所给文本 ▸

数据湖技术Iceberg0.12预研文档

Iceberg0.12预研

本次预研场景主要为kafka=>flink sql=>iceberg=>hive=>hdfs=>trino(presto)

本次预研使用组件如下:

名称 版本 描述
flink 1.12.1 通过parcel包部署于cdh6.3.2中
cdh 6.3.2 开源版本
hive 2.3.7 包含cdh中(更换jar升级替换)
hadoop 3.0.0 cdh原生版本
presto 2.591 开源版本
trino 360 开源版本
iceberg 0.12.0 于2021年8月15日发布

release-notes 地址

https://iceberg.apache.org/releases/#0120-release-notes

依赖jar列表

iceberg-flink-runtime-0.12.0.jar
flink-sql-connector-hive-2.3.6_2.12-1.12.1.jar
flink-sql-connector-kafka_2.12-1.12.1.jar
flink-json-1.12.1.jar

sql-client-default.yaml配置

catalogs:
  - name: iceberg
    type: iceberg
    property-version: 2
    warehouse: hdfs://nameservice1/data/iceberg
    uri: thrift://cdh2:9083
    catalog-type: hive
## sql-client 开启checkpoint配置,如果不开启,kafka-iceberg就不会提交元数据信息
configuration:
  execution.checkpointing.interval: 60000
  state.checkpoints.num-retained: 10
  execution.checkpointing.mode: EXACTLY_ONCE
  execution.checkpointing.externalized-checkpoint-retention: RETAIN_ON_CANCELLATION
  state.backend: rocksdb
  state.checkpoints.dir: hdfs:///user/flink/checkpoints
  state.savepoints.dir: hdfs:///user/flink/checkpoints
进入sql-client
sql-client.sh embedded -l /flink/soft/

测试iceberg on hive-catalog

##如果不设置sql-client-default.yaml,可通过语句创建
CREATE CATALOG iceberg WITH (
  'type'='iceberg',
  'catalog-type'='hive',
  'uri'='thrift://cdh2:9083',
  'clients'='5',
  'property-version'='1',
  'warehouse'='hdfs://nameservice1/data/iceberg'
);
##查看所有的catalogs
show catalogs; 
##进入iceberg-catalogs中
use catalog iceberg; 
##查看所有的databases
show databases;
##创建databases;
create database iceberg_test;
##进入iceberg_test(database)
use iceberg_test;
##创建iceberg_v1表
CREATE TABLE students_v1 (
    addre string,
    lxdh string,
    xm string,
    dz string,
    byyx string,
    id string COMMENT 'id',
    age int
)PARTITIONED BY (age)

数据行 ▸
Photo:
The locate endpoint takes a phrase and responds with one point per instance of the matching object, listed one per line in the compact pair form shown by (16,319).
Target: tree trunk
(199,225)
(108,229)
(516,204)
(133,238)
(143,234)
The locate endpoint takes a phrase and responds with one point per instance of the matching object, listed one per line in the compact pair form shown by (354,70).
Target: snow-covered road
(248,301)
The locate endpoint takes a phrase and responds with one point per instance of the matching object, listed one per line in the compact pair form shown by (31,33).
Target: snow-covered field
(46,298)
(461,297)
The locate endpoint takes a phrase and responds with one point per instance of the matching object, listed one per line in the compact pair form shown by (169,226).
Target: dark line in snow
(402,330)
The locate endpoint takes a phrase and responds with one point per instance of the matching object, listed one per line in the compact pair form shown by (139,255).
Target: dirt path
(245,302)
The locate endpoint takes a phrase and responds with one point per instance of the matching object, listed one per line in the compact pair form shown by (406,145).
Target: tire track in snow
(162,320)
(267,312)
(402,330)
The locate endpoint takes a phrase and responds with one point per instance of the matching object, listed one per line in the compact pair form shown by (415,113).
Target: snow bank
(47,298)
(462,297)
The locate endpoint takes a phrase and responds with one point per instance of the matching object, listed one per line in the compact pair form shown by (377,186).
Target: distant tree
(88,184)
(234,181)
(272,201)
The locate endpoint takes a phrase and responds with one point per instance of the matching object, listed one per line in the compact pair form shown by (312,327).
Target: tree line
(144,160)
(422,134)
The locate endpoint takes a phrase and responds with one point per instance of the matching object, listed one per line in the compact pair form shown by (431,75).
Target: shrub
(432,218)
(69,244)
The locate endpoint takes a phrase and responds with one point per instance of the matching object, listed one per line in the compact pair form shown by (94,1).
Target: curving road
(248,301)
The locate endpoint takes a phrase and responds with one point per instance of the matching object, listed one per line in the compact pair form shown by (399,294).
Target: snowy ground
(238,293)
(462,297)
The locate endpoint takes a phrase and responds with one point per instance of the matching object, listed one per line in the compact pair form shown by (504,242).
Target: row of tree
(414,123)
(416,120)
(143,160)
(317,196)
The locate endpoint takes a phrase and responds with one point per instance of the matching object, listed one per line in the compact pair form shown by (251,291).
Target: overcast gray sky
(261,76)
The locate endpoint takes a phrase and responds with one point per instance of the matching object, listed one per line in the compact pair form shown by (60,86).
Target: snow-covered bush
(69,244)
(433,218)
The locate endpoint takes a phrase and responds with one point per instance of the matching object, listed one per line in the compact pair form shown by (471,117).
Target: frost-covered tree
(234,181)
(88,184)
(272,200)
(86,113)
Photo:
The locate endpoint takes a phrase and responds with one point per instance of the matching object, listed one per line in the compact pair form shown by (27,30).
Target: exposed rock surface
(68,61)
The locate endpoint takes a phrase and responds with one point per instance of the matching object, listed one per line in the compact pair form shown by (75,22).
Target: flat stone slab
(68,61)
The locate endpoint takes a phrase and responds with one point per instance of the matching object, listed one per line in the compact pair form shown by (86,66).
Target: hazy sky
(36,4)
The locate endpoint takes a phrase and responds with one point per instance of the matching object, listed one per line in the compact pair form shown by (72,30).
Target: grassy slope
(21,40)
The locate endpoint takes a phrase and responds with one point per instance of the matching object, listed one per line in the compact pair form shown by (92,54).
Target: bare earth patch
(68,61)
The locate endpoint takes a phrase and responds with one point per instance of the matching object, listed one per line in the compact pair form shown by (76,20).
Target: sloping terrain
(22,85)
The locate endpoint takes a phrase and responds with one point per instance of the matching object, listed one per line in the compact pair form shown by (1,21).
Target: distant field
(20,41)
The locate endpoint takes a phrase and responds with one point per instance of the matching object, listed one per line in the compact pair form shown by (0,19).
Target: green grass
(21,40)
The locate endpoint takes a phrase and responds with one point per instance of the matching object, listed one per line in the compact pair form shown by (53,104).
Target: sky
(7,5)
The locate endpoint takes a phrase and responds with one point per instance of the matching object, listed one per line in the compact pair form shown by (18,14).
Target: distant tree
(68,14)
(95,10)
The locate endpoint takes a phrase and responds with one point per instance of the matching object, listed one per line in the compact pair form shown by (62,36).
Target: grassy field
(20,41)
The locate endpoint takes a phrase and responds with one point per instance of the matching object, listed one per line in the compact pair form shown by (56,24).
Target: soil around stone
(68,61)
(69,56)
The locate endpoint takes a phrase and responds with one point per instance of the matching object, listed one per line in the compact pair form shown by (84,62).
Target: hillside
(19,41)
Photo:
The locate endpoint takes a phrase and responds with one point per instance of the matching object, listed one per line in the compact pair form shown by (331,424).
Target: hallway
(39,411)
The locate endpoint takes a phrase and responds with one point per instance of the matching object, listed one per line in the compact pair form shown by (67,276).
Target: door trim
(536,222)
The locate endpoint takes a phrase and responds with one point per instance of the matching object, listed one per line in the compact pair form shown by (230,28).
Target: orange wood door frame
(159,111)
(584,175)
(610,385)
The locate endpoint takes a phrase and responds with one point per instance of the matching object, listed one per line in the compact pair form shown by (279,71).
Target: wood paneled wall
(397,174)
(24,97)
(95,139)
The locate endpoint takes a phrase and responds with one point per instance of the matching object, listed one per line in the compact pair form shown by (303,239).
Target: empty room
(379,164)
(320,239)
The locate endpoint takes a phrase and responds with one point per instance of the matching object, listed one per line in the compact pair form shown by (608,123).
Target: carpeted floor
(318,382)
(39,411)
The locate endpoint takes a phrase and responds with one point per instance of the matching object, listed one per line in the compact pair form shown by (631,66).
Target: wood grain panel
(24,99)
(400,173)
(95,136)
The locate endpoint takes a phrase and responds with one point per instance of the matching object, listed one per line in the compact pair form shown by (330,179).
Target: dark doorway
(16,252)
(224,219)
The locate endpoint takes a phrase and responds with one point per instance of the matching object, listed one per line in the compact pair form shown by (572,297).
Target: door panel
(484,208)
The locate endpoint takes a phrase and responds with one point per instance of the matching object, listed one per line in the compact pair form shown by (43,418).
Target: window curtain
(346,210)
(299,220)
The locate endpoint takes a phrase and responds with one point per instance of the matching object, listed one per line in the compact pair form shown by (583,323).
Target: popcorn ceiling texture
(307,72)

练习目标 ▸
依据 Iceberg 预研文档，回答下列问题：
(a) 所用 iceberg 0.12.0 的发布日期是哪天？
(b) sql-client-default.yaml 配置中，execution.checkpointing.interval 的取值是多少？
(c) 表 students_v1 按哪个字段分区？

练习作答 ▸
(a) 2021年8月15日
(b) 60000
(c) age